Text under study:
::::::::
Contentment, giving, worshiping, keeping various vows, austerity.

Humble, pure/clean, honest, Pray 5 times a day
Truthful, unselfish, patient, courage, modest, kind, cheerful
Sikh
-2 prayers
Altruism, truthfulness, gender equality, no discrimination, contentment, compassion, humility, love, no magic/prayers
Wake 3h before dawn for bath and rituals
Buddhist
-1 prayers
No killing, no stealing, no sensual misconduct, truthfulness, sobriety.
Celibacy, Fasting, avoid vanity, sleep on the ground.

 I built these codes of conducts from easily available information online. I used sources that come from within the Faiths themselves and are focussing on positive values. I ascribe that negative traits attributed to religions are largely due to misperceptions or cultural biases, and are certainly not part of what a character of Faith fundamentally strives for.

Interaction between Codes of conduct and disadvantages

Devout muslims are bound to be truthful, this doesn't mean that they have the truthfulness disadvantage. With truthfulness, the PC must resist against Will or be compelled to tell the truth. Under the code of conduct alone, the PC is free to lie, but the consequence is that the PC would be in sin for violating the code of conduct (and thus vulnerable at Will-1 or Will-2 until the PC feels sincerely atoned).  


Praying in a non-fantasy setting

Tybalt's 9mm rapier from Baz Luhrmann's Romeo and Juliet
A prayer is a request for divine intervention: some kind of nudge on reality. Anyone may pray to whichever higher entities using Prayer (Will/H) that defaults at Will-5 as long as the faith is sincere. Some religions are more or less prone to this type of request. For some religion, it is best to ask someone else to pray such as a contact with a decent level in Prayer. 

A prayer check is made in secret by the GM and takes the form of an intangible benefit: mainly the shift of odds in a specific situation. The check on which the odds may be shifted must be rolled in secret by the GM. As a result, recognizing the influence of the divine over the world must remain a matter of faith.

After a prayer, successful or not, the character is considered in debt to the entity until proper measures are taken to return in good grace. Consider the character to be in sin. Characters in sin either can't pray at all, or do so at -4 (if you want to keep hope alive).

Leonie Harrow convinces the deacon to pray for her husband’s survival after falling prey to sepsis. The deacon passes his prayer check in secret. The husband’s next HT check to recover from the infection will be at HT-1 instead of HT-2: A possibly life-saving intervention.
Amir is desperately running the gauntlet through a volley of British rifles. He invokes the grace of Allah that he may survive this challenge. The GM rolls in secret and determines a success of the prayer. Amir’s non-atheist enemies are going to shoot at -1. He makes it through the ordeal after the GM resolve all the shot against him: a proof that Allah was with him on that day. Amir will believe himself to be in debt with Allah until he gets to worship again (Will -1).


Prayers don’t stack

Prayers do not compound on the same check. Different prayers may affect different check that are related, but never stack together. If a bunch of people all pray together, it takes only one to succeed to take effect.

Miracles and conversions

For flavour, if an event with a target number of 6 or less (before prayers) takes place, consider this event to be a miracle. Anyone aware that prayers were influencing the event must make a Will check. Upon failure, Atheists lose their advantage (and the points), religious people of the same faith become devouts. Agnostics convert to the faith and people of different faith shift one level of faith or become agnostic themselves.



Worshipping false idols

Optionally, a GM may secretly decide that the higher entity of some religions cannot influence reality. This doesn't affect theism as the game effect of theism regards personal resolve. However, all prayers are quietly resolved as failure. This is a bit of a cruel trick that makes sense only if the narrative calls for favouring the followers of one Faith over others.
::::::::
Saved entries
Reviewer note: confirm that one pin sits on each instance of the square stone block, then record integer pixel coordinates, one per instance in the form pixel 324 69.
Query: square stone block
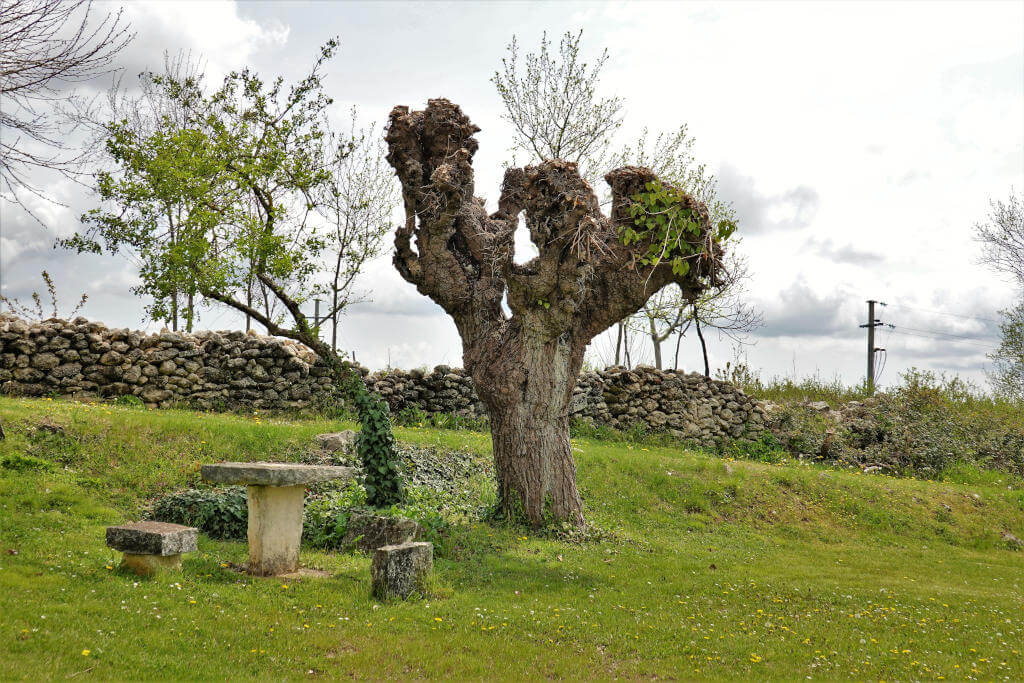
pixel 148 538
pixel 400 570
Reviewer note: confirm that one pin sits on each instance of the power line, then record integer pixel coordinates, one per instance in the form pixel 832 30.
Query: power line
pixel 934 338
pixel 938 332
pixel 941 312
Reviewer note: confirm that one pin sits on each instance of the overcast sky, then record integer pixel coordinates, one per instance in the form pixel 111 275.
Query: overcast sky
pixel 858 142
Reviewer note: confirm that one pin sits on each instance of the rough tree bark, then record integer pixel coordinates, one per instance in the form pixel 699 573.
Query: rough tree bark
pixel 583 281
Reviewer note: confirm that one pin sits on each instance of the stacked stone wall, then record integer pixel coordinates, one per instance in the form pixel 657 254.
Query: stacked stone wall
pixel 236 370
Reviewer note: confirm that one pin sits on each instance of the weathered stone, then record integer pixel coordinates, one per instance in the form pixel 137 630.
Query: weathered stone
pixel 343 441
pixel 401 570
pixel 273 474
pixel 369 531
pixel 45 360
pixel 148 538
pixel 274 528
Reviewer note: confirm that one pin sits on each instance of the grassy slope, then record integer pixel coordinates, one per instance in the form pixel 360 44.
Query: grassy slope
pixel 715 569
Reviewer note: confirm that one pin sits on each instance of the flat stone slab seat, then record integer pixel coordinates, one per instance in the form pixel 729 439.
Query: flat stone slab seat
pixel 275 495
pixel 150 547
pixel 273 474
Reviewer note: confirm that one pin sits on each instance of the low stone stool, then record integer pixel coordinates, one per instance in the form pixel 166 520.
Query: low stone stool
pixel 368 531
pixel 150 547
pixel 275 495
pixel 399 570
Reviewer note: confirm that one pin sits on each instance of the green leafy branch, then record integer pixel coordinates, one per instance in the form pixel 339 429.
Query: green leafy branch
pixel 664 221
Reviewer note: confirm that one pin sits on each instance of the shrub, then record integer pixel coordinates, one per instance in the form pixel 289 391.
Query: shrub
pixel 376 446
pixel 325 519
pixel 220 513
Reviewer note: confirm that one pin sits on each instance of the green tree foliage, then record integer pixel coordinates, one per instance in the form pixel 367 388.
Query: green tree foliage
pixel 1007 373
pixel 249 172
pixel 552 99
pixel 1001 239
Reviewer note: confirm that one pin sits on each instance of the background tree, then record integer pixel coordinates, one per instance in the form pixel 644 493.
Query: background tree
pixel 1007 373
pixel 357 205
pixel 46 46
pixel 551 100
pixel 116 126
pixel 723 308
pixel 1001 238
pixel 591 271
pixel 251 167
pixel 35 310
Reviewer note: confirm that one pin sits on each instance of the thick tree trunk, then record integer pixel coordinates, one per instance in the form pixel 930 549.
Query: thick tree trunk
pixel 619 343
pixel 704 347
pixel 527 395
pixel 656 343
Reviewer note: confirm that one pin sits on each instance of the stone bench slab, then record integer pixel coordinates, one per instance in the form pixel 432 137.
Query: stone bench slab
pixel 148 538
pixel 273 474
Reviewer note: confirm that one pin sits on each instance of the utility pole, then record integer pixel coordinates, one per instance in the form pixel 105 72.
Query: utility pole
pixel 871 324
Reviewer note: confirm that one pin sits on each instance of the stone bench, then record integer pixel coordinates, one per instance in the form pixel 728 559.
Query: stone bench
pixel 275 494
pixel 150 547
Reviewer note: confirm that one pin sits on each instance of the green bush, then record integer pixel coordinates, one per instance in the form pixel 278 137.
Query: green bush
pixel 376 446
pixel 220 513
pixel 325 519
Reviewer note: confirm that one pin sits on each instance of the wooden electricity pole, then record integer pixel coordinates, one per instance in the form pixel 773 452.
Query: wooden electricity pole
pixel 871 324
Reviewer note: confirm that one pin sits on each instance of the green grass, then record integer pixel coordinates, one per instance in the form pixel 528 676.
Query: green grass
pixel 709 568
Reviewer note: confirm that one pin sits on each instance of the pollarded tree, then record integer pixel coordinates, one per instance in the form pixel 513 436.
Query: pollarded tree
pixel 590 272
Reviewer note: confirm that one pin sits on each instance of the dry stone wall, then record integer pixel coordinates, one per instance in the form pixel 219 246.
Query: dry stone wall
pixel 689 406
pixel 232 370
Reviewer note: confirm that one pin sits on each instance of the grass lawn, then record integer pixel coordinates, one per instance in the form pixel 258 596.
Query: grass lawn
pixel 710 569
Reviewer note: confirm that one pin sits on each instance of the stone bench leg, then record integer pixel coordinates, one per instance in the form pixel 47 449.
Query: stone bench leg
pixel 146 565
pixel 274 528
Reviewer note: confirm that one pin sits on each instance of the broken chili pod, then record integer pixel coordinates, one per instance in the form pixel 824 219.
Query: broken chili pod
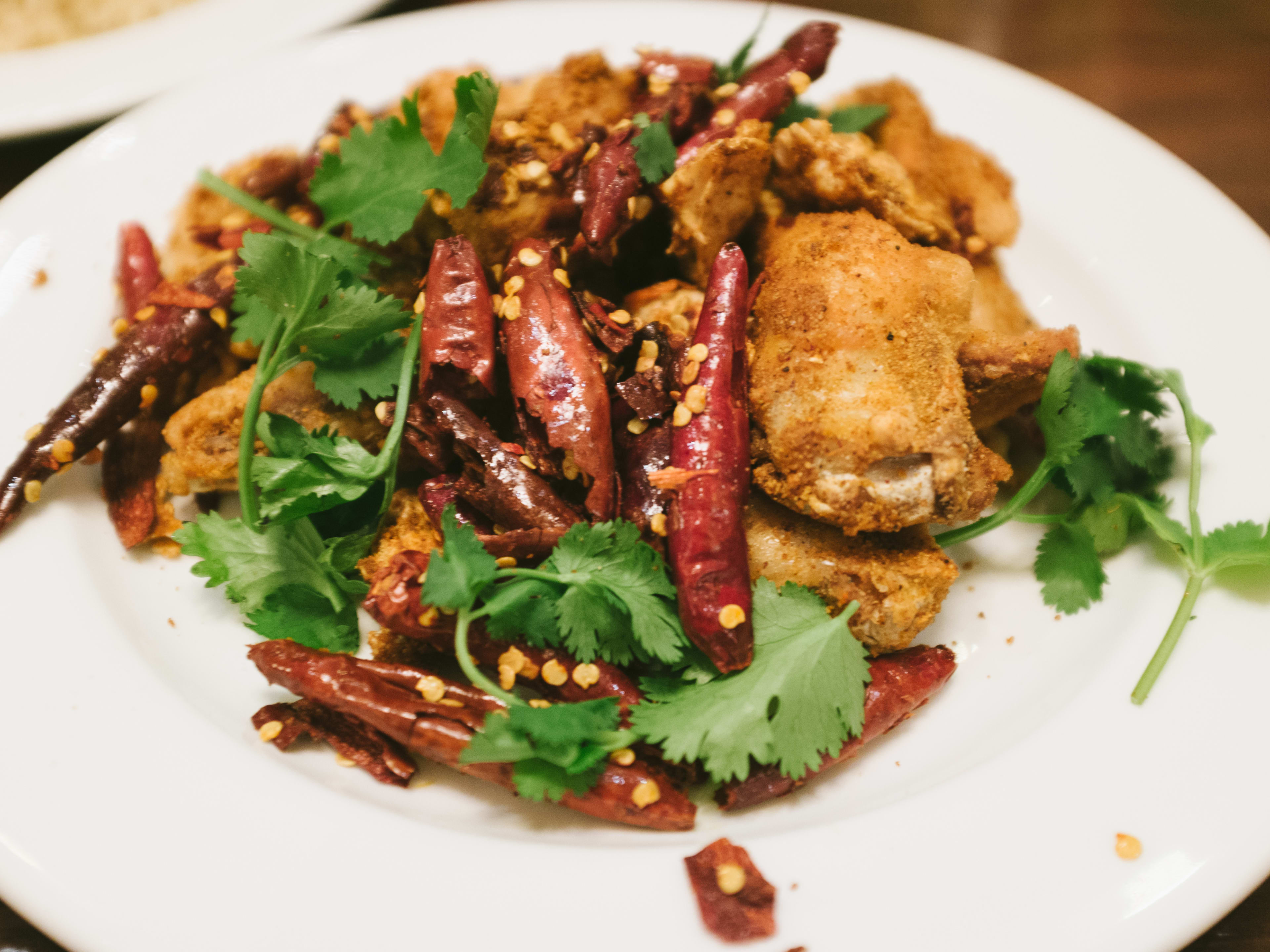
pixel 496 480
pixel 138 272
pixel 902 682
pixel 556 371
pixel 675 92
pixel 459 319
pixel 770 86
pixel 710 437
pixel 637 795
pixel 130 376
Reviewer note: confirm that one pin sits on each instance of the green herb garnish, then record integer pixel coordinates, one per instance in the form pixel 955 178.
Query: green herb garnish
pixel 802 697
pixel 858 119
pixel 655 149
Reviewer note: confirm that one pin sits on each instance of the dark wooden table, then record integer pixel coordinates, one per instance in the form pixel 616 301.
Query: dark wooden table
pixel 1192 74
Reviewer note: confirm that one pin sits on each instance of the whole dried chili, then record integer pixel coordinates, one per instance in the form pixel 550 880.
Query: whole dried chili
pixel 902 682
pixel 710 431
pixel 556 371
pixel 139 270
pixel 143 367
pixel 770 86
pixel 458 320
pixel 394 603
pixel 439 732
pixel 675 89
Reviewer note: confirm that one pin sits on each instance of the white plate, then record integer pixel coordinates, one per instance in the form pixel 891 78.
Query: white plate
pixel 89 79
pixel 139 813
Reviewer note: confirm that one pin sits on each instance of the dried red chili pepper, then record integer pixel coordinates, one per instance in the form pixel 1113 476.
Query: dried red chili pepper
pixel 736 902
pixel 675 91
pixel 556 371
pixel 459 319
pixel 710 431
pixel 143 367
pixel 901 683
pixel 139 270
pixel 379 698
pixel 766 89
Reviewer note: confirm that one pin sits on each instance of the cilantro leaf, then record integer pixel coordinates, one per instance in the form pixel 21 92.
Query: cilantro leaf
pixel 252 565
pixel 554 748
pixel 1070 569
pixel 616 601
pixel 300 614
pixel 735 69
pixel 858 119
pixel 378 181
pixel 795 112
pixel 1065 423
pixel 308 473
pixel 461 571
pixel 802 697
pixel 1236 544
pixel 655 149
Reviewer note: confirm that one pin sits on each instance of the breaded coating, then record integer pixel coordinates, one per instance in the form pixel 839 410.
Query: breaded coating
pixel 714 195
pixel 996 306
pixel 857 397
pixel 204 213
pixel 821 171
pixel 538 127
pixel 948 172
pixel 1004 373
pixel 409 529
pixel 674 304
pixel 204 435
pixel 898 578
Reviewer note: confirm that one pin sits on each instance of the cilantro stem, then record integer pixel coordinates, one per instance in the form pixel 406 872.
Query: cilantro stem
pixel 1010 511
pixel 1194 583
pixel 465 660
pixel 261 210
pixel 251 414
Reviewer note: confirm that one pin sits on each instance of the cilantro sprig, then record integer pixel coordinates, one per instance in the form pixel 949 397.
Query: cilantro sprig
pixel 378 181
pixel 802 697
pixel 559 748
pixel 655 149
pixel 1107 456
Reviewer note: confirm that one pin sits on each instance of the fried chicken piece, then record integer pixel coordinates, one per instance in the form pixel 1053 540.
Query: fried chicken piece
pixel 827 172
pixel 205 214
pixel 204 435
pixel 898 578
pixel 409 527
pixel 714 195
pixel 1004 373
pixel 676 305
pixel 538 127
pixel 948 172
pixel 859 411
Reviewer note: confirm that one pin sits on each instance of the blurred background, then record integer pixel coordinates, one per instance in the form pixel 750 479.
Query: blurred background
pixel 1194 75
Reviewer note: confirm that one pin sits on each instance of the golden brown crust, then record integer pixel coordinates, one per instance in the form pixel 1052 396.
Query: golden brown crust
pixel 826 172
pixel 1004 373
pixel 714 195
pixel 204 435
pixel 898 578
pixel 857 393
pixel 948 172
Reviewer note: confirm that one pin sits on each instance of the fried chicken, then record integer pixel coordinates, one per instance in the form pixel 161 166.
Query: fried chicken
pixel 204 435
pixel 714 195
pixel 859 409
pixel 898 578
pixel 826 172
pixel 948 172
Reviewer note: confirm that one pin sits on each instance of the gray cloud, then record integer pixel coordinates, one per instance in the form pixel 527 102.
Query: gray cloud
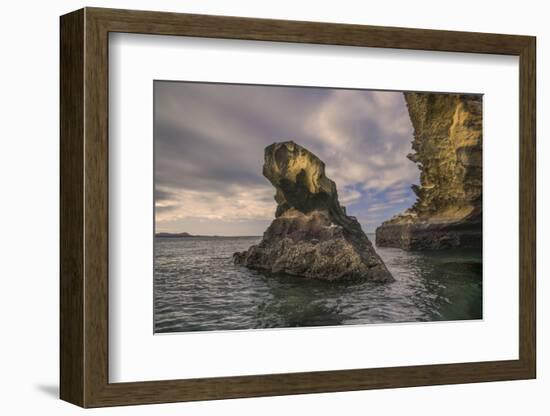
::::::::
Work order 1:
Write out the text on faith and prayer word for word, everything from "After a prayer, successful" down to "keep hope alive).".
Work order 2:
According to the text on faith and prayer, when a group of people pray together, how many of them must succeed for the prayer to take effect?
The lines in the saved entries stand apart from the text on faith and prayer and are separate material.

Worked solution 1:
After a prayer, successful or not, the character is considered in debt to the entity until proper measures are taken to return in good grace. Consider the character to be in sin. Characters in sin either can't pray at all, or do so at -4 (if you want to keep hope alive).

Worked solution 2:
Only one of them needs to succeed.